◆ Problem details
Copy out the stretch of the listing from its first line through the line containing "56 145 L 55", reproducing each line verbatim.

◆ Given records
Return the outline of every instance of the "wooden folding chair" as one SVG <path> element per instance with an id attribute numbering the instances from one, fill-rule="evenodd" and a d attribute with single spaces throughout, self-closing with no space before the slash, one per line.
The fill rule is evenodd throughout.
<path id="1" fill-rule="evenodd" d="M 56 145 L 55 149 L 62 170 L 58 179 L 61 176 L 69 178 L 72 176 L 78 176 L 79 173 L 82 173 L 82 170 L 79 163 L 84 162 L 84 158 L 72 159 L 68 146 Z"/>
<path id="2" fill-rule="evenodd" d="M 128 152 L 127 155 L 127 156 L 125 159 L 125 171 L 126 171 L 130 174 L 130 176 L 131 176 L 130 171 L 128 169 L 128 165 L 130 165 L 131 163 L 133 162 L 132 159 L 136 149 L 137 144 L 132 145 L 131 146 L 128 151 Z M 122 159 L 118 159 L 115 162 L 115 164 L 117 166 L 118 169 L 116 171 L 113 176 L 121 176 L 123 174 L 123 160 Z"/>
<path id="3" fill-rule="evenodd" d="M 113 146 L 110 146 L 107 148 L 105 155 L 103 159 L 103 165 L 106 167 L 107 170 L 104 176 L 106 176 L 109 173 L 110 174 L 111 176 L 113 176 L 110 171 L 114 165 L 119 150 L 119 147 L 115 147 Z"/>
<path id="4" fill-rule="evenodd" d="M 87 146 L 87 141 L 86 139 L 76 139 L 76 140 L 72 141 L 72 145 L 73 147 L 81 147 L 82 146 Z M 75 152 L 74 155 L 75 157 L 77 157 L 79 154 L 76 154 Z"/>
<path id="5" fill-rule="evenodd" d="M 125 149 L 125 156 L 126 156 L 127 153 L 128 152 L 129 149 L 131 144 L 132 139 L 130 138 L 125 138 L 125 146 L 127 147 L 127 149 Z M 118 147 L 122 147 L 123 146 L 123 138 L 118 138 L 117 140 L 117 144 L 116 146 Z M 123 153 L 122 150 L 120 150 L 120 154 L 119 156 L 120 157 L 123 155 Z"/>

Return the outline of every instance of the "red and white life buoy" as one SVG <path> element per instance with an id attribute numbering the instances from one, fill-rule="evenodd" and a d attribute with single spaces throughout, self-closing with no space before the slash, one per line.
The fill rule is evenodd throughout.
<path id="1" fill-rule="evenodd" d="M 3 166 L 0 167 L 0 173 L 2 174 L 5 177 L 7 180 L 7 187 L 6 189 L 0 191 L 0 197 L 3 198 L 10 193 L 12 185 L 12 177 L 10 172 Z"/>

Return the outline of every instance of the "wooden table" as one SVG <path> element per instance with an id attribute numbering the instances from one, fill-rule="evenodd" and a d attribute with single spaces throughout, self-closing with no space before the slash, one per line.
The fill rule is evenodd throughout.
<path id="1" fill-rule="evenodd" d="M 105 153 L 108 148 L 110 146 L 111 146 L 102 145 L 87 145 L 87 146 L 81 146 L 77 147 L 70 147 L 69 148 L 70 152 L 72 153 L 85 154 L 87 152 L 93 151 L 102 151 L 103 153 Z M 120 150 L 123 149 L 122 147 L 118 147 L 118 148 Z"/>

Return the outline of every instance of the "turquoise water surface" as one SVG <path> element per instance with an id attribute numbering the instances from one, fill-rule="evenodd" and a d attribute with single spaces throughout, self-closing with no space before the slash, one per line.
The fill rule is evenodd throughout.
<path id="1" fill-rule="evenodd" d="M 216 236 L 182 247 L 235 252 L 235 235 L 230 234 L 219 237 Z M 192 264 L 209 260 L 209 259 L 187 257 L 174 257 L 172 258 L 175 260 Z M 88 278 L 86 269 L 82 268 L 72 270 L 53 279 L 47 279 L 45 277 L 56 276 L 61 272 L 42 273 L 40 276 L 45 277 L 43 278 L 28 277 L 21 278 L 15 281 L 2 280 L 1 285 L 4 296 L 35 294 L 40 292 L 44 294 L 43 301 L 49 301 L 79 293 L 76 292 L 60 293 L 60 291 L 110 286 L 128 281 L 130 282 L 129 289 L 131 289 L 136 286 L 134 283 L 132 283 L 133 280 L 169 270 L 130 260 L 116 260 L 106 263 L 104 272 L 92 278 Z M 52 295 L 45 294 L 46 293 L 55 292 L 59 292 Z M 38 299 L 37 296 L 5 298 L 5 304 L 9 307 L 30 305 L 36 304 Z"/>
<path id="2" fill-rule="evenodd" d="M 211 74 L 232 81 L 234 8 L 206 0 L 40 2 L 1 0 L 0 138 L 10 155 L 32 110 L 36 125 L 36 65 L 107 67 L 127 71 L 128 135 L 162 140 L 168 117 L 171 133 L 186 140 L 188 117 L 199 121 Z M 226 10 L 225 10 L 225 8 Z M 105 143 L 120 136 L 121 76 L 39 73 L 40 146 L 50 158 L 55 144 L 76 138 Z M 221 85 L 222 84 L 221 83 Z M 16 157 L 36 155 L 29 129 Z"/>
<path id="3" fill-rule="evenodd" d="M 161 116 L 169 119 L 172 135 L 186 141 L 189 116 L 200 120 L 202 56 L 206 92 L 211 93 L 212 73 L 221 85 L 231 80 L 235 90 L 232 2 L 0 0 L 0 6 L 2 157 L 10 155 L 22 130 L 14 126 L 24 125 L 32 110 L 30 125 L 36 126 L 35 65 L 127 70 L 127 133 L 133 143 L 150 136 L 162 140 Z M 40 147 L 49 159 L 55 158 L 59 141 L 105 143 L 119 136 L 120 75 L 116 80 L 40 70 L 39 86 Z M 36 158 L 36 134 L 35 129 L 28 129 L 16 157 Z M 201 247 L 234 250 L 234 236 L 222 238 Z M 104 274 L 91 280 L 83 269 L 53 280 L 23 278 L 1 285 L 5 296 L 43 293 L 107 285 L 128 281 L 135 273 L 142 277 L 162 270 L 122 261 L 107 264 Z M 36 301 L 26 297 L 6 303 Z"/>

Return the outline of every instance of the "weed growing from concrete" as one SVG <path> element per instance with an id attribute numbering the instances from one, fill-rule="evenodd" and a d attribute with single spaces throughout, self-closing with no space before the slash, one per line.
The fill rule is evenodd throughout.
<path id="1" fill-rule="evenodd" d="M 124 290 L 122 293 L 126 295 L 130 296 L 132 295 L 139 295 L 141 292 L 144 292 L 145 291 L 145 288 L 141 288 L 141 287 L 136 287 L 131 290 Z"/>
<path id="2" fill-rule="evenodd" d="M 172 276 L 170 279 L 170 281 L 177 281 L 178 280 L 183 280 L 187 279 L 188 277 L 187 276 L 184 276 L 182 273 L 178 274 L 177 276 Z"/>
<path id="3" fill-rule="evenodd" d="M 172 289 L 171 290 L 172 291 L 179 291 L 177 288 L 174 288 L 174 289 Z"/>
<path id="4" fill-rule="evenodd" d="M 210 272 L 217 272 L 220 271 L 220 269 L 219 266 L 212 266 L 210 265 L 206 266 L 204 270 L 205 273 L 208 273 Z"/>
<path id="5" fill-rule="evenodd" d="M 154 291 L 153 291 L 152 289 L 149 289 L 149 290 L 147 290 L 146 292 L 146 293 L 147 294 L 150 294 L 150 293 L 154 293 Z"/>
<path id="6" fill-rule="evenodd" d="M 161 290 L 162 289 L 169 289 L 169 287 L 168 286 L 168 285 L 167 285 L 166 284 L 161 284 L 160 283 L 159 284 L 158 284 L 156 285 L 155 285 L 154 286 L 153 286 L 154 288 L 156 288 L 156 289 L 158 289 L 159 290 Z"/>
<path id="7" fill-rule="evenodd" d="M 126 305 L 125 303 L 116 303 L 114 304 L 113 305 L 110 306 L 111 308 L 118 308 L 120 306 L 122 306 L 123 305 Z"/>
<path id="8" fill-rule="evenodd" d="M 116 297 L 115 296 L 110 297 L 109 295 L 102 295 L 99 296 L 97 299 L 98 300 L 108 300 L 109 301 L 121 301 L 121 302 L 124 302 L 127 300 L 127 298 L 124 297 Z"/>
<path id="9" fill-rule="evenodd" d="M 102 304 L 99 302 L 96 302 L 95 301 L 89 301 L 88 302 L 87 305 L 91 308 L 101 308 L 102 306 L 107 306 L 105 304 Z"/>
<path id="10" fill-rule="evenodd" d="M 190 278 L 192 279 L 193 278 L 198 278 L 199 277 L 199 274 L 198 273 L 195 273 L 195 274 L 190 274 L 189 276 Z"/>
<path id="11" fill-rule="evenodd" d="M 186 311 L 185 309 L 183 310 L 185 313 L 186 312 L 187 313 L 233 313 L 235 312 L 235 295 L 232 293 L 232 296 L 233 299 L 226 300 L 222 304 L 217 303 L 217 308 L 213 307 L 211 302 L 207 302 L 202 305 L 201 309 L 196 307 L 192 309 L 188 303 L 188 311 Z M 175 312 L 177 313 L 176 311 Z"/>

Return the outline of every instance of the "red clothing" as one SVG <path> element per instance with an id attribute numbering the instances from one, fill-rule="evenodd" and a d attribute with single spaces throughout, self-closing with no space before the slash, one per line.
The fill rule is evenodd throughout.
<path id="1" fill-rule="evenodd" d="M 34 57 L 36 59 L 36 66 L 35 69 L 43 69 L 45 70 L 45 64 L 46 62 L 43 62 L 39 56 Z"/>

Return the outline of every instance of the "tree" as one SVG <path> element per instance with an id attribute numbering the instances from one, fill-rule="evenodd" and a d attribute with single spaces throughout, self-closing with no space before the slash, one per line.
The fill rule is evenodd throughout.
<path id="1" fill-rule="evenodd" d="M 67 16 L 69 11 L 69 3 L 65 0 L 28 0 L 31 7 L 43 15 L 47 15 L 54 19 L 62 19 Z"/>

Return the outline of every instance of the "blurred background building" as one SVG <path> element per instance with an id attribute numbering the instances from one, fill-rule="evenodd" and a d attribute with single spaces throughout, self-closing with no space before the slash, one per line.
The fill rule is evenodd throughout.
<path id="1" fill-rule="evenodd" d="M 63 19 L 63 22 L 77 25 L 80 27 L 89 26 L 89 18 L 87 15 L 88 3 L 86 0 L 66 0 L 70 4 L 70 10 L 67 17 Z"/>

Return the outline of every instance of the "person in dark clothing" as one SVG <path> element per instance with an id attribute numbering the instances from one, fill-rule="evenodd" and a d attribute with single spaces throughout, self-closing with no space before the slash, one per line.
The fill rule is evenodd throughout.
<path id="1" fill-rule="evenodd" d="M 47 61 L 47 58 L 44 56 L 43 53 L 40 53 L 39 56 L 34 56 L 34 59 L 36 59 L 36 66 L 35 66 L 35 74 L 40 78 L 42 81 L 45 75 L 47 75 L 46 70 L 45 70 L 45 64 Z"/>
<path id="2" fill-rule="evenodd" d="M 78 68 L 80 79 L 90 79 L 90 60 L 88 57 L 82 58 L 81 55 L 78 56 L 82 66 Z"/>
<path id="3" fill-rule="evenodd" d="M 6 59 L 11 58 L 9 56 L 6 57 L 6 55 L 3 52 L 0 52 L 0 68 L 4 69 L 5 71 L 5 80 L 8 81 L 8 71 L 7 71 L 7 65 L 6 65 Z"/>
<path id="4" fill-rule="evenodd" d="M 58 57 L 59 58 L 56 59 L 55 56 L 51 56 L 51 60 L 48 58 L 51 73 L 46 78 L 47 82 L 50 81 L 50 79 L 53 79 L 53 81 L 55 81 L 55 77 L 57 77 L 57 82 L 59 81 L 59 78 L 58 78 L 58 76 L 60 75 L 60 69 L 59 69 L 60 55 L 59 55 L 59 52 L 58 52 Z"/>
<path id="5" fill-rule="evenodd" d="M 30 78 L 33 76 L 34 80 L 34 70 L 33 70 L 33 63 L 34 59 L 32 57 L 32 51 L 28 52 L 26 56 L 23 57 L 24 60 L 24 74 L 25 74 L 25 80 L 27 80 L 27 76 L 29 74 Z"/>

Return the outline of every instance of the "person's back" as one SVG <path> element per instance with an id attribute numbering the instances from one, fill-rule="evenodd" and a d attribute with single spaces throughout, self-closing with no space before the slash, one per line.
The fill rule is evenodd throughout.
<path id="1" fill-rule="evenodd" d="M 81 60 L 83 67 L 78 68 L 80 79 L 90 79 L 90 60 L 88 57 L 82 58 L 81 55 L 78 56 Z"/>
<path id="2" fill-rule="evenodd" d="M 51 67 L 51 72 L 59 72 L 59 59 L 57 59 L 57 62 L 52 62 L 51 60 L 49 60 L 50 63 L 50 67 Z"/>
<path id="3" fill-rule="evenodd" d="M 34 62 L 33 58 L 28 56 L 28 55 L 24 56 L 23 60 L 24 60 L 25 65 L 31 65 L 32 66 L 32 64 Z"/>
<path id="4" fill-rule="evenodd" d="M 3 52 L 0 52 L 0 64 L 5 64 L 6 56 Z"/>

◆ Solution below
Return the outline of every instance of the "wooden folding chair" as one SVG <path> element per instance with an id attribute numbering the instances from one, fill-rule="evenodd" and a d attribute with single spaces throughout, self-closing with no space before the slash, one per line.
The fill rule is evenodd throughout.
<path id="1" fill-rule="evenodd" d="M 56 145 L 55 149 L 62 170 L 58 179 L 61 176 L 69 178 L 72 176 L 78 176 L 79 173 L 82 173 L 82 170 L 79 163 L 84 162 L 84 158 L 72 159 L 68 146 Z"/>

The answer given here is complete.